• _QUOTED PASSAGE_

++++++++++++++++++++

Firstly, this goes out to my dearest PulKesh Kumar. I'm super sorry man! I'm sorry if I had said anything that pissed you off. Not much in a great mood that time. It sucks that I never see you online anymore. So afraid to even call you, afraid that you would ignore my call. Is there anything I can do to make you forgive me? I feel so guilty every time I see that key chain you sent me. ( I carry it with me all the time ) So basically, I always think of you! And I really hope you accept my apology. Sorry sorry sorry.
I don't really update my blog anymore because I don't think anyone reads it. At some point I think I share somewhat the same feelings one of my classmate feels. He thinks no one cares about him at all and it has been ages since we saw him in school. He happens to be the smart ones yeah! I started thinking a lot today. I had so many friends, friends who would stand up for me when people were mean to me. LOL. And when people tried to make fun of the slightest thing I did. Sometimes it can be funny, but sometimes it isn't. I think no one ever takes me seriously. The one person whom I shared so much with has started avoiding me. I'm not sure if its because of what I said, or because he simply doesn't come online.

++++++++++++++++++++

• _GIVEN INFORMATION_
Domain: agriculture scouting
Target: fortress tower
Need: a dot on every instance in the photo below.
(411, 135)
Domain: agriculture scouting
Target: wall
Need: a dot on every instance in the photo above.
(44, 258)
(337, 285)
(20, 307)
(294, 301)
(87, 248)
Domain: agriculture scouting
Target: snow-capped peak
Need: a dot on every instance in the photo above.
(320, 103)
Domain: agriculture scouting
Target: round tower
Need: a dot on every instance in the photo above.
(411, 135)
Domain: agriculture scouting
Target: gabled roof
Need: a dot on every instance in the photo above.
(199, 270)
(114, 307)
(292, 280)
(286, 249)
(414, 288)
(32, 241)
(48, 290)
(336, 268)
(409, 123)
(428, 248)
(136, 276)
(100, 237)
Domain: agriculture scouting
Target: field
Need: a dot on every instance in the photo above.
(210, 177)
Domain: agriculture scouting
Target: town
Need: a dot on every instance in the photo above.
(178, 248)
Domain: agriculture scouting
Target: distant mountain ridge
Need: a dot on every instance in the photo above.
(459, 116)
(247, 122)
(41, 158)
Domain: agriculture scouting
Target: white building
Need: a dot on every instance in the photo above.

++++++++++++++++++++

• _EXERCISE 1_
According to the blog post, what does the writer carry all the time?
• _EXERCISE 2_
Do these statements agree with the blog post? (a) The writer often sees PulKesh Kumar online. (b) The writer still updates the blog regularly. (c) The classmate has not been seen in school for a long time.
• _EXERCISE 3_
Quote the part of the blog post that opens with the words containing "Firstly, this goes" and closes with "Sorry sorry sorry.".

• _TASK ANSWER 1_
The key chain that PulKesh Kumar sent.

• _TASK ANSWER 2_
(a) No: "It sucks that I never see you online anymore."
(b) No: "I don't really update my blog anymore because I don't think anyone reads it."
(c) Yes: "it has been ages since we saw him in school."

• _TASK ANSWER 3_
Firstly, this goes out to my dearest PulKesh Kumar. I'm super sorry man! I'm sorry if I had said anything that pissed you off. Not much in a great mood that time. It sucks that I never see you online anymore. So afraid to even call you, afraid that you would ignore my call. Is there anything I can do to make you forgive me? I feel so guilty every time I see that key chain you sent me. ( I carry it with me all the time ) So basically, I always think of you! And I really hope you accept my apology. Sorry sorry sorry.